AIM OF THE TASK: Count the lines in the items below that contain the string "beige", with case counting, and reply with only that number.

----- RECORDED INFORMATION

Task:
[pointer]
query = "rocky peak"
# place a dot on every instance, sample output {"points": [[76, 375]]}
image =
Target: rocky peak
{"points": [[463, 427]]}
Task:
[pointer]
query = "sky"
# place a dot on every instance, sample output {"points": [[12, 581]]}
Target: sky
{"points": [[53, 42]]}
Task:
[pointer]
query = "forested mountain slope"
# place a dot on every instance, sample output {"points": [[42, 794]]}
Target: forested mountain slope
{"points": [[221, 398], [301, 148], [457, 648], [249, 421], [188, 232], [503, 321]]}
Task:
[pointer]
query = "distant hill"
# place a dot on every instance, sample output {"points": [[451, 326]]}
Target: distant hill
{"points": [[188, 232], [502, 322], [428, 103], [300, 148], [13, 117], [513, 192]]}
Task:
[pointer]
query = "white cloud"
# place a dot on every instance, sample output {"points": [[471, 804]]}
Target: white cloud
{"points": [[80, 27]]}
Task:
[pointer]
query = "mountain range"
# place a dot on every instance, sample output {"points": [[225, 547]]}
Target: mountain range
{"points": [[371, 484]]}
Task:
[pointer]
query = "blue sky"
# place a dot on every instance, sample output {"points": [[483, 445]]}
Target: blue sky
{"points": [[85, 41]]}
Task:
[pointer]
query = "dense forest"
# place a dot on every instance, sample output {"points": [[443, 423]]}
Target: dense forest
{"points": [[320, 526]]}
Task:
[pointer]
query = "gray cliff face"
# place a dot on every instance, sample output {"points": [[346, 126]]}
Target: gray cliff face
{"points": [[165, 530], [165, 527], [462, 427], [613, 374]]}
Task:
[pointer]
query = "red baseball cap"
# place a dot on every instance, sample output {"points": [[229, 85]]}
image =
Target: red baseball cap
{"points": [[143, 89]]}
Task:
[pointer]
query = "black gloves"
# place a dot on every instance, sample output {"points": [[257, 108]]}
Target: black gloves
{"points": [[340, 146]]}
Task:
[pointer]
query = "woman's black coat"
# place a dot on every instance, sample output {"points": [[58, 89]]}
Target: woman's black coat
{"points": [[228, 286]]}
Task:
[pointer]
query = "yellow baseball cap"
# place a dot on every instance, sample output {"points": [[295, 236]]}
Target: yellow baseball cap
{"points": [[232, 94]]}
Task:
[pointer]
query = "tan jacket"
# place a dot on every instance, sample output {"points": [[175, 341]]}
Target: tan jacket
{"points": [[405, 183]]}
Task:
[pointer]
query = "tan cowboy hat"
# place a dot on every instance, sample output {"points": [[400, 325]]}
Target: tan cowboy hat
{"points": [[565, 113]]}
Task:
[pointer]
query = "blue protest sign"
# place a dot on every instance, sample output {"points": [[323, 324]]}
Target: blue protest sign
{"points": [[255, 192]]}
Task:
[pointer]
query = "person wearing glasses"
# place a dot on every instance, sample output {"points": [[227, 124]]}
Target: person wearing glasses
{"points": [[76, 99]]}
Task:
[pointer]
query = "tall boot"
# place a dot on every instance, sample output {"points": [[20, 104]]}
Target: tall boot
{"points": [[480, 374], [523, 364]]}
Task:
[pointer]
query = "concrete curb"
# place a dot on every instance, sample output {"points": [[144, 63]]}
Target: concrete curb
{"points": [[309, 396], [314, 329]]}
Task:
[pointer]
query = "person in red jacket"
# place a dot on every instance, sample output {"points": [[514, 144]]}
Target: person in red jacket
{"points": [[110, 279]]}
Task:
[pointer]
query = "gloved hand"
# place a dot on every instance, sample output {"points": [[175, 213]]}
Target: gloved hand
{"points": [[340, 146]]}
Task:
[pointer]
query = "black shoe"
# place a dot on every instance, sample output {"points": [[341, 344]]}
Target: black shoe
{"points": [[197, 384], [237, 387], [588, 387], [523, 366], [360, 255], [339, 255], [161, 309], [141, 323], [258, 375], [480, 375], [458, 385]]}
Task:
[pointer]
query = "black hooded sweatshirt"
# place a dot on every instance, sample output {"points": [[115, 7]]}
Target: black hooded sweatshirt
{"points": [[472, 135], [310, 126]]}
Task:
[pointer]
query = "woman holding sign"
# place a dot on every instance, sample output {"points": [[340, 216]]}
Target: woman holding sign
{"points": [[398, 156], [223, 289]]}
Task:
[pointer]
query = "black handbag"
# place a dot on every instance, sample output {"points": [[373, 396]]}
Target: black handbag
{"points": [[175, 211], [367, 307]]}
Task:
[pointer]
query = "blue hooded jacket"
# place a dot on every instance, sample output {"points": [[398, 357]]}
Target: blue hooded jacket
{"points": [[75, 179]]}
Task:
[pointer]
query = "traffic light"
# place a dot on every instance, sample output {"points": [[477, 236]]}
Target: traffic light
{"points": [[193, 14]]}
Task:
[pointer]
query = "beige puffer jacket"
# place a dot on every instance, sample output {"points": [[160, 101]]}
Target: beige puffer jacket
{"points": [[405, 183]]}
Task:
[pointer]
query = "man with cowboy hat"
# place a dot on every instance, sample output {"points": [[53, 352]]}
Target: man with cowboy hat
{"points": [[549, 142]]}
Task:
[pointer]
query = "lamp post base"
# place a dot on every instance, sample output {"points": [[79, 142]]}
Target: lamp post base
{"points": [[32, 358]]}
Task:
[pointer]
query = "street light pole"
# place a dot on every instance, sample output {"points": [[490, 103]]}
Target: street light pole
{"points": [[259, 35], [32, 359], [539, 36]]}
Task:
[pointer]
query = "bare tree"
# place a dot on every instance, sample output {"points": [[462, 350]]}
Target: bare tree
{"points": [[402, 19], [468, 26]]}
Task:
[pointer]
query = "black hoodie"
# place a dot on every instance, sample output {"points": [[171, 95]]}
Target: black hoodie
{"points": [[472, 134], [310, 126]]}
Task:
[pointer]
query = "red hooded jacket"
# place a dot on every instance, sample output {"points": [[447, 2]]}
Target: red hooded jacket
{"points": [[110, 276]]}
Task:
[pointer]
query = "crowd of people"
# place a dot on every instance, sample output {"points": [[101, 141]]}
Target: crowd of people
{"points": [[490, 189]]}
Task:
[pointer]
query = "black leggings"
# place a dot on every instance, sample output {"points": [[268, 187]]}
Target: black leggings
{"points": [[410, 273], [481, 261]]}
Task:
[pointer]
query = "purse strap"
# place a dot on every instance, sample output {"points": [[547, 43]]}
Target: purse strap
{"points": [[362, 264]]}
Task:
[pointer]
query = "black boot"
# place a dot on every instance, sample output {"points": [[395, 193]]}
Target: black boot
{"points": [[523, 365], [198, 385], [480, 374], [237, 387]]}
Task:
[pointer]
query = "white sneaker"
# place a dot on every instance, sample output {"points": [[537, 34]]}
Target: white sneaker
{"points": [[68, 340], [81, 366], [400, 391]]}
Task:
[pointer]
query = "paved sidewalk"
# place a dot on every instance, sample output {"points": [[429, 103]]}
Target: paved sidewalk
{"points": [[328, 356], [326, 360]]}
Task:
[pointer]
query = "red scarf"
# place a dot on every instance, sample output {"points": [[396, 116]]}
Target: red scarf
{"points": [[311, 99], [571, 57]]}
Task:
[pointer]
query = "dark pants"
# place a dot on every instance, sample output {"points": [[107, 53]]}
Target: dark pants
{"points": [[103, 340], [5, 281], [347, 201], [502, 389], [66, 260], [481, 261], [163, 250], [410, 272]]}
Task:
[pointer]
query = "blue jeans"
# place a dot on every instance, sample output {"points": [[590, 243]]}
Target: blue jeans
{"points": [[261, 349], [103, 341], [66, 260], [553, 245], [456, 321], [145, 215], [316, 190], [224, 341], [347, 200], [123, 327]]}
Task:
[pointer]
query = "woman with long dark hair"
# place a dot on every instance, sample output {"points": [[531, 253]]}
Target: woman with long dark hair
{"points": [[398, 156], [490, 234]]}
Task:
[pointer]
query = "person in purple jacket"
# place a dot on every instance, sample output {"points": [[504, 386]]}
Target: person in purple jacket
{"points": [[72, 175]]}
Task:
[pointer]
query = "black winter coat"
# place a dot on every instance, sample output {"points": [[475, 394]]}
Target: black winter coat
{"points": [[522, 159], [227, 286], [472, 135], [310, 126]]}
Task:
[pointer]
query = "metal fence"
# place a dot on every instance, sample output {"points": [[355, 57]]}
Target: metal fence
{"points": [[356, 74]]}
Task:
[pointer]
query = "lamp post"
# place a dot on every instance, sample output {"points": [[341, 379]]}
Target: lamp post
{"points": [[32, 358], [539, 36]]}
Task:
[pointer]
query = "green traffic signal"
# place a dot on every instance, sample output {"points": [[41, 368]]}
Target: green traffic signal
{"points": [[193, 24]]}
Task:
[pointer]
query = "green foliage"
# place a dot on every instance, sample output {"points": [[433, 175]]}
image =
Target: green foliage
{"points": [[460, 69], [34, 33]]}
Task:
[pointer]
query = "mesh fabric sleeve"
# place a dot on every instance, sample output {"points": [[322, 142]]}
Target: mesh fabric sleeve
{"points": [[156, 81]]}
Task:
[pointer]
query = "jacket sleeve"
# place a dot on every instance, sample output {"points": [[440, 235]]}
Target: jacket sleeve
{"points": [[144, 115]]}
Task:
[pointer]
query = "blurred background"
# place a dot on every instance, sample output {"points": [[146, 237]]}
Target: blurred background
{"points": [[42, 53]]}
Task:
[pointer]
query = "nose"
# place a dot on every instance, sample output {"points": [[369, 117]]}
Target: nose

----------

FULL OUTPUT: 2